• **Required actions**:
#1 In the Project LEARN excerpt, what is the primary purpose of Teacher Action Research?
#2 Print the part of the Project LEARN excerpt between "In addition to" and "(YPAR), described below.", inclusive.

++++ Excerpt provided

In addition to being culturally and linguistically sustaining spaces, classrooms function as liberatory third spaces (Gutiérrez, 2008) & we spaces (Rodríguez-Valls, 2009) where students are not only seen within, but co-create, schooling processes (Dover & Schultz, 2018). This means challenging banking forms of education that view teachers as the sole holders of knowledge, and students as empty vessels to be filled (Freire, 2018/1970). In doing so, Project LEARN employs forms of inquiry-based, emergent curricular processes through Teacher Action Research (TAR) and Youth Participatory Action Research (YPAR), described below.

Teacher Action Research

Teacher Action Research (TAR) is a powerful and transformative process that seeks to improve teachers’ practices by engaging them in critical inquiry and reflection about their teaching, learning, and curriculum (Pine, 2009). Through TAR, teachers identify a specific aspect of their teaching or learning that they wish to improve upon. Once teachers identify their area of focus, they work to “engage in research by identifying their questions, documenting their observations, analyzing and interpreting data in light of their theories, and sharing situated representations with the larger community” (Souto-Manning, 2012, p. 54). The primary purpose of TAR is for teachers to conduct research that leads to transformative actions to their practices and pedagogies, further resulting in deeper educational access, opportunity, and equity for all students (Cochran-Smith & Lytle, 2009).

++++++++
++++ Data supplied

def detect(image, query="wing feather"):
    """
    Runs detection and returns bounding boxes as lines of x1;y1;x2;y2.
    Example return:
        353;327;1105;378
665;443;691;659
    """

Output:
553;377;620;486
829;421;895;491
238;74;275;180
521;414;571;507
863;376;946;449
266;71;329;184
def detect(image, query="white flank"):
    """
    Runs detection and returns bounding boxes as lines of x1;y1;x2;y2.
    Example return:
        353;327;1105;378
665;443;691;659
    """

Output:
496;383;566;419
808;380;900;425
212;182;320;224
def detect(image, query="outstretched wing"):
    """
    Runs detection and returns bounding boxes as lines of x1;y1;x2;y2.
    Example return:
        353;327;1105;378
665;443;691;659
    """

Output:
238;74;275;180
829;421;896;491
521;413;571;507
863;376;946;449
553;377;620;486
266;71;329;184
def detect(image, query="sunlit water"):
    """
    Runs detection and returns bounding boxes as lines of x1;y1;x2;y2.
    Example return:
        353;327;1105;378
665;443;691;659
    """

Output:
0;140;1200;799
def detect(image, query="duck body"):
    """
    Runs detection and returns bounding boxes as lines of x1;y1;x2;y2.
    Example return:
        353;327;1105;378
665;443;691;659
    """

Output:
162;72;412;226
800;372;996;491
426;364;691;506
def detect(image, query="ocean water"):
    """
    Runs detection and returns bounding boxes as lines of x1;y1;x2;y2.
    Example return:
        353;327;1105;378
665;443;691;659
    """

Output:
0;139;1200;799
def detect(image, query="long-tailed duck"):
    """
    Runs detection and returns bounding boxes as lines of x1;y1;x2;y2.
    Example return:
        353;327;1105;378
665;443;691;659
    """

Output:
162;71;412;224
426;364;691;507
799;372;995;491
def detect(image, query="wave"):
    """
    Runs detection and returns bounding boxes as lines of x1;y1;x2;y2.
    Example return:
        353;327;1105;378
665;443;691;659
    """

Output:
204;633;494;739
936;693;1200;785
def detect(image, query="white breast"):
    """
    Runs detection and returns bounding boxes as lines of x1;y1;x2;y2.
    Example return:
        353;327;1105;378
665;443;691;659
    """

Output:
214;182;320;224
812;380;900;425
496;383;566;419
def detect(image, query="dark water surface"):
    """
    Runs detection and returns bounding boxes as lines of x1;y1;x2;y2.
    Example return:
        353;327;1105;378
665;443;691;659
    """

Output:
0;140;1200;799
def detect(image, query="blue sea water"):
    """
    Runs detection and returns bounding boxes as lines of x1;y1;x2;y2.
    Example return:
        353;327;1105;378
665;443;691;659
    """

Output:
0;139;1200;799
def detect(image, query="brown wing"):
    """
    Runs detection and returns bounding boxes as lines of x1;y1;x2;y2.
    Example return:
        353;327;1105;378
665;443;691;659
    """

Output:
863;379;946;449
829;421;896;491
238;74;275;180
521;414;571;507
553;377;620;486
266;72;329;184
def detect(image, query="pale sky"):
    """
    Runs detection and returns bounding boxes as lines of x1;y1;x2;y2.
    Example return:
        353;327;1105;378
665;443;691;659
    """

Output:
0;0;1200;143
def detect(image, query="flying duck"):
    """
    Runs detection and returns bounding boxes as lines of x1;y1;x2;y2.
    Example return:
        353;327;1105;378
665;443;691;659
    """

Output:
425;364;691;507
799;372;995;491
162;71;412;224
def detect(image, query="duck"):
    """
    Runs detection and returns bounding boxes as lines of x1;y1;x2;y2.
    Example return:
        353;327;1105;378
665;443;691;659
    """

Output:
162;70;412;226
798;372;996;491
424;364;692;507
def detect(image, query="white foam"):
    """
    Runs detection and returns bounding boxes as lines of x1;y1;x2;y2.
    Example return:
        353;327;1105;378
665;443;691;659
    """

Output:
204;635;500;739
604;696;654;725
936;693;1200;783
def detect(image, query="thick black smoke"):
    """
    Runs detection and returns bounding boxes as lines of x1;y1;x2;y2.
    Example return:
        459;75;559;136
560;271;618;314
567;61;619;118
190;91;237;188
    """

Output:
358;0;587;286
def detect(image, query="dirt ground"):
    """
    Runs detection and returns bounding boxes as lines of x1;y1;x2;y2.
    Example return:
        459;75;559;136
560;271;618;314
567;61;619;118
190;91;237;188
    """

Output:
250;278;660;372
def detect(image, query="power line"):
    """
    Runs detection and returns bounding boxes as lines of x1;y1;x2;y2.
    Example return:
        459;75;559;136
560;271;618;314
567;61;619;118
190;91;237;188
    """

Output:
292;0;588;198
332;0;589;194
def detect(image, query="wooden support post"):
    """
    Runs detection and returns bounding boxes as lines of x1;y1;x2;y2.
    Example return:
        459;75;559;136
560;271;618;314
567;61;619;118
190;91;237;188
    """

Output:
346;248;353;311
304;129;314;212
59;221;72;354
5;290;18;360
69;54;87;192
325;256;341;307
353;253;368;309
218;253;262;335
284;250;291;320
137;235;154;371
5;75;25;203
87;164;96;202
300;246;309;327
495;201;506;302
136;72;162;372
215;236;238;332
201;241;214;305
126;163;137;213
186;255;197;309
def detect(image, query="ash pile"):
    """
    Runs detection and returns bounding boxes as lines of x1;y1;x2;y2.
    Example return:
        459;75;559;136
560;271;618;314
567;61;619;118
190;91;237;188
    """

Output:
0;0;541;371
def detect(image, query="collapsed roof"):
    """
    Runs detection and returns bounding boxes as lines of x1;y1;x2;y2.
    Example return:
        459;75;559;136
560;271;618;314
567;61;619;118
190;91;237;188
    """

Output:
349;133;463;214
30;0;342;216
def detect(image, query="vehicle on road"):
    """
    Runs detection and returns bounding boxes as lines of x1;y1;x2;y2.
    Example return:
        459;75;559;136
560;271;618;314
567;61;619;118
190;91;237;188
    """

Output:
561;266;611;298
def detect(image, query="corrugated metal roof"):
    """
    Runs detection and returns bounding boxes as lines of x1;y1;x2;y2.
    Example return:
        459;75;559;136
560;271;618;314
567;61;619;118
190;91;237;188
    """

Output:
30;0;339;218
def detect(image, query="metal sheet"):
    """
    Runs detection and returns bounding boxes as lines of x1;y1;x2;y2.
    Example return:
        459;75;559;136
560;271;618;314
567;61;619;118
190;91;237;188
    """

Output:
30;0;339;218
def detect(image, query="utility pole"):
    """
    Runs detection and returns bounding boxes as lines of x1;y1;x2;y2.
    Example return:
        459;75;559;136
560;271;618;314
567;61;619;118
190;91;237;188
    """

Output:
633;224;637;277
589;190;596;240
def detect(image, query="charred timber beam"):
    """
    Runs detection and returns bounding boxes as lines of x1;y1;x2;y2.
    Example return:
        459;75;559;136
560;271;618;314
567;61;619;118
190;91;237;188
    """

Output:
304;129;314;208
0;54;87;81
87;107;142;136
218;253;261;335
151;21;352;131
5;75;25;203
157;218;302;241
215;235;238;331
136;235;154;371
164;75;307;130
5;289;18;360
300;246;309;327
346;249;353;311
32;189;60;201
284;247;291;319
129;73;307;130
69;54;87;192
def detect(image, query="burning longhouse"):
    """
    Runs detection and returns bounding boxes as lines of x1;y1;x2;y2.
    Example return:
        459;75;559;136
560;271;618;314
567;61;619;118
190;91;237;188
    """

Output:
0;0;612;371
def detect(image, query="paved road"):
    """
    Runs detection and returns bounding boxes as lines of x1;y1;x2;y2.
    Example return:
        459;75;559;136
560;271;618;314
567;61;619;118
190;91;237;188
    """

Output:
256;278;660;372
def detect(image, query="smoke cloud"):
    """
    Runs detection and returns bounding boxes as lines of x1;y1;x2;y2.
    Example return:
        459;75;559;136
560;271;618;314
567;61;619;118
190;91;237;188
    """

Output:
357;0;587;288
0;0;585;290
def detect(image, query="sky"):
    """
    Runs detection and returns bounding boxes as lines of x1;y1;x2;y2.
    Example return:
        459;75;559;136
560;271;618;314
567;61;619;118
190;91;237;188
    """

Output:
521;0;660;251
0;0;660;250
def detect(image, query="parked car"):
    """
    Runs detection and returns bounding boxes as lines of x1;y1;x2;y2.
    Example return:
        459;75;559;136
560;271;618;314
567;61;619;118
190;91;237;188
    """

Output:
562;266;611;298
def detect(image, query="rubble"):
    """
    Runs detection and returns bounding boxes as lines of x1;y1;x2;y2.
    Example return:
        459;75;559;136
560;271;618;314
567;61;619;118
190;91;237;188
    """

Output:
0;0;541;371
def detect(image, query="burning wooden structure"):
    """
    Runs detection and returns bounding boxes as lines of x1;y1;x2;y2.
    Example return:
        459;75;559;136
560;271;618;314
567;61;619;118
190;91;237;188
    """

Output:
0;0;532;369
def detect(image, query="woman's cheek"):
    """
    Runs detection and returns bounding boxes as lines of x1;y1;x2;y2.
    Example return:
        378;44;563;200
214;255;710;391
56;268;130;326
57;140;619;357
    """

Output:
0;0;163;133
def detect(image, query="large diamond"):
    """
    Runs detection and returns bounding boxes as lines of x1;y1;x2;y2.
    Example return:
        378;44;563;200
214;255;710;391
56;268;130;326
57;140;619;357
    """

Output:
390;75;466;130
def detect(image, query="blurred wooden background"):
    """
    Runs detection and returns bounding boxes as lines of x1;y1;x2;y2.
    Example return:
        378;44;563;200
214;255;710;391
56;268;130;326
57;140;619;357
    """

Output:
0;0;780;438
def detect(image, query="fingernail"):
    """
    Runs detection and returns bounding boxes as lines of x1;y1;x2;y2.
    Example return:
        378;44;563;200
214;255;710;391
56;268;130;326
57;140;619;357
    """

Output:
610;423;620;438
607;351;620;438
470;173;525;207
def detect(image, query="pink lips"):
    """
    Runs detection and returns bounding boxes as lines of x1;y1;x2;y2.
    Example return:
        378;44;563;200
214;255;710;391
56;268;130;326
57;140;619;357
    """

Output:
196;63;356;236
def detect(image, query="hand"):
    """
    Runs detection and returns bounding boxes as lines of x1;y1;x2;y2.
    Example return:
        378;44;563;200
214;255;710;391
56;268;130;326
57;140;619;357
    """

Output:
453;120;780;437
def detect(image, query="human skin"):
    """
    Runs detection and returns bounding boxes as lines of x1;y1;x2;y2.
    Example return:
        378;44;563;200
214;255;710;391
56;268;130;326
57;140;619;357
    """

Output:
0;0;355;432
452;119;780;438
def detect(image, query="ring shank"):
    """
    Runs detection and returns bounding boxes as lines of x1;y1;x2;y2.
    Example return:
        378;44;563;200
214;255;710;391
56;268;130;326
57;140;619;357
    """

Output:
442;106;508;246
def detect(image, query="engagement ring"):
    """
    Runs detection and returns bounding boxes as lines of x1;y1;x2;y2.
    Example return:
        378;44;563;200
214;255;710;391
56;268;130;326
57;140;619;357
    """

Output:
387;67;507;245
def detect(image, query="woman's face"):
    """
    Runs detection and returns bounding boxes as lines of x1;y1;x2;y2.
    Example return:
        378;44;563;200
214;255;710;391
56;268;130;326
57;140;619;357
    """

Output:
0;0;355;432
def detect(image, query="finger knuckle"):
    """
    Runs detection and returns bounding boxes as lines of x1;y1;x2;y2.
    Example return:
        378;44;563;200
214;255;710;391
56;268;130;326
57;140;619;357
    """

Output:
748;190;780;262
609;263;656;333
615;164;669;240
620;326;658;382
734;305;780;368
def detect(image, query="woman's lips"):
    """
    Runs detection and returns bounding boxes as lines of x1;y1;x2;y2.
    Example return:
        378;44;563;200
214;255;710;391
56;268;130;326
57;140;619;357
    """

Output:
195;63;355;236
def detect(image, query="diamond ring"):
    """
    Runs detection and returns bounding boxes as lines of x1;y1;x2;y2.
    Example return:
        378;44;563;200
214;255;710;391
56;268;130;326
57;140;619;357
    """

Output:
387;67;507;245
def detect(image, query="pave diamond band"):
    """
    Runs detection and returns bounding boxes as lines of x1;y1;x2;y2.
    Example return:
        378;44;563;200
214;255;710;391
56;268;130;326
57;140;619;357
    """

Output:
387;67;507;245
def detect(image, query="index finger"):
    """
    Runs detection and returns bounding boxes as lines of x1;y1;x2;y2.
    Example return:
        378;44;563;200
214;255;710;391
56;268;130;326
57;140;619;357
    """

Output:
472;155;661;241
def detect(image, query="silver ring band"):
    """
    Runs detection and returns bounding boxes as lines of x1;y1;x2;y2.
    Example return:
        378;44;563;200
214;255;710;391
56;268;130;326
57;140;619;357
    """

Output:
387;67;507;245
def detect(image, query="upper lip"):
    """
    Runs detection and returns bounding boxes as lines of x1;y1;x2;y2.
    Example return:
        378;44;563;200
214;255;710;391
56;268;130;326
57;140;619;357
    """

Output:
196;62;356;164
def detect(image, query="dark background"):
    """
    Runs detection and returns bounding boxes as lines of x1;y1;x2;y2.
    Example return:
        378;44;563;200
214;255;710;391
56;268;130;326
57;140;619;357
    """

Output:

++++++++

• **Final answers**:
#1 Teachers conduct research that leads to transformative actions in their practices and pedagogies, resulting in deeper educational access, opportunity, and equity for all students.

#2
In addition to being culturally and linguistically sustaining spaces, classrooms function as liberatory third spaces (Gutiérrez, 2008) & we spaces (Rodríguez-Valls, 2009) where students are not only seen within, but co-create, schooling processes (Dover & Schultz, 2018). This means challenging banking forms of education that view teachers as the sole holders of knowledge, and students as empty vessels to be filled (Freire, 2018/1970). In doing so, Project LEARN employs forms of inquiry-based, emergent curricular processes through Teacher Action Research (TAR) and Youth Participatory Action Research (YPAR), described below.